[Instruções da tarefa]:
Redigite sem nenhuma alteração tudo o que está no trecho abaixo sobre o SUS, desde "Paulo Sérgio Pereira, que" até "funcionamento do sistema.".

[Trecho]:
———
E as reclamações parecem ser comuns nos corredores de hospitais e postos de saúde. Lúcia Maria Vieira, também acha que o serviço oferecido é de péssima qualidade e não atende a demanda da população. “O serviço é demorado, quando a gente procura um hospital, uma unidade de saúde é porque estamos necessitando de atendimento, ninguém vem a um lugar desses por vir. Eu preciso de um exame de Espirometria para minha mãe, uma senhora de 80 anos que já tem uma saúde frágil, e ele foi marcado para o dia 21 de janeiro [a entrevista foi realizada em 21 de dezembro]. O bom é que, ao menos foi marcado. Tem gente que nem isso consegue. O serviço do SUS é zero, mas infelizmente a gente tem que correr atrás porque é o que tem para o pobre”.

Paulo Sérgio Pereira, que reside na cidade de Paulo Jacinto, também é paciente do SUS. Ele disse que quando não tem a especialidade na cidade é transferido para a capital e falou que para consulta não é demorado porque já vem com ela marcada, a demora é pouca. Mas para exames existe uma demora maior. Ele acredita que é devido à demanda de pacientes. Ele disse que já chegou a esperar de cinco a seis meses para conseguir marcar um exame.

A socióloga Danúbia Barbosa, diz que o programa do SUS é um dos mais completos e funcionais do mundo, sua proposta teoricamente não deixa nada a desejar. Segundo ele, são os vários problemas, como corrupção, sucateamento do sistema e de trabalho público, além da burocratização, que impedem o bom funcionamento do sistema.

O SUS conta com uma cobertura preventiva como o Programa Saúde da Família (PSF), mas que não funcionam em sua totalidade para a prevenção. Por isso, de acordo com Danúbia Barbosa, as unidades de emergência e de saúde para o tratamento profilático ficam sobrecarregadas. “A saída mais viável para desafogar a demanda existente é a criação de sistemas alternativos, que atendam na total prevenção das doenças de forma em geral.”
———
[Registros fornecidos]:
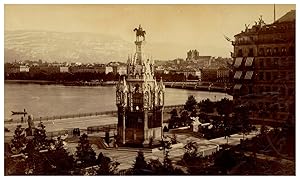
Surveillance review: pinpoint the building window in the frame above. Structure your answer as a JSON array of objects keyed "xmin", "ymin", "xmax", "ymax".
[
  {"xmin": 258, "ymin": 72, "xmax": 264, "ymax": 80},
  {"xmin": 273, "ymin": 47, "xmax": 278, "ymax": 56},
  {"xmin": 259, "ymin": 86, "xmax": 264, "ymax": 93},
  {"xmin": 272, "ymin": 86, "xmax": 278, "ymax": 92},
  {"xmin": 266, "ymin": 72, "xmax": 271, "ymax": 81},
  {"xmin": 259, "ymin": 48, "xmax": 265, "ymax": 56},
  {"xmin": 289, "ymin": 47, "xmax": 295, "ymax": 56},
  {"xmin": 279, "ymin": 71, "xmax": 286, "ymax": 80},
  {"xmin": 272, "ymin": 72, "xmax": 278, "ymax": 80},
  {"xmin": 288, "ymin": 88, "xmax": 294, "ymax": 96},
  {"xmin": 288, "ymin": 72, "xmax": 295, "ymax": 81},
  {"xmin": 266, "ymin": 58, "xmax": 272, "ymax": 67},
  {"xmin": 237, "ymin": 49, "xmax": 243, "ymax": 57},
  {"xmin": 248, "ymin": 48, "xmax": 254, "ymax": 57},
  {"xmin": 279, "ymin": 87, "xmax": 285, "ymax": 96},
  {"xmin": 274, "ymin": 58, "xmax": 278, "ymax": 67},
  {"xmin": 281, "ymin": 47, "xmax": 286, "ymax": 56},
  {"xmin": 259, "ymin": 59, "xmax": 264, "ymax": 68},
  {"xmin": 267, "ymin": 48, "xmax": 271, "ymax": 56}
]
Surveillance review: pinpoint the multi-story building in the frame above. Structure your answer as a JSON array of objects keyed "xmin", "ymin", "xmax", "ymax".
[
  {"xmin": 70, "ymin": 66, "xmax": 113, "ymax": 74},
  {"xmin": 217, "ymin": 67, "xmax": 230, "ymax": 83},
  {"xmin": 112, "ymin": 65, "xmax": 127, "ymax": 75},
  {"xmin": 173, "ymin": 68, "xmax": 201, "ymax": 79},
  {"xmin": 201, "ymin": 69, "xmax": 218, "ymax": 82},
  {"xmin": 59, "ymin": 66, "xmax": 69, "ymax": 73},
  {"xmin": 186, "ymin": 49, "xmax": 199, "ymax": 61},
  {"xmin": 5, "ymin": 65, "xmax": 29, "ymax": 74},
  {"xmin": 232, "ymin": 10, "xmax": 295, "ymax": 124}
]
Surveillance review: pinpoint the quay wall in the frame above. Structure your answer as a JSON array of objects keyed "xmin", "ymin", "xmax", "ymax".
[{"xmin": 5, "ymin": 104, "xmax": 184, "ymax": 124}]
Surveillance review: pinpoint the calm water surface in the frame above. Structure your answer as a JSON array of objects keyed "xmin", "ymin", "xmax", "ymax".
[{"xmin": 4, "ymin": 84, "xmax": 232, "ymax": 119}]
———
[Solução proposta]:
Paulo Sérgio Pereira, que reside na cidade de Paulo Jacinto, também é paciente do SUS. Ele disse que quando não tem a especialidade na cidade é transferido para a capital e falou que para consulta não é demorado porque já vem com ela marcada, a demora é pouca. Mas para exames existe uma demora maior. Ele acredita que é devido à demanda de pacientes. Ele disse que já chegou a esperar de cinco a seis meses para conseguir marcar um exame.

A socióloga Danúbia Barbosa, diz que o programa do SUS é um dos mais completos e funcionais do mundo, sua proposta teoricamente não deixa nada a desejar. Segundo ele, são os vários problemas, como corrupção, sucateamento do sistema e de trabalho público, além da burocratização, que impedem o bom funcionamento do sistema.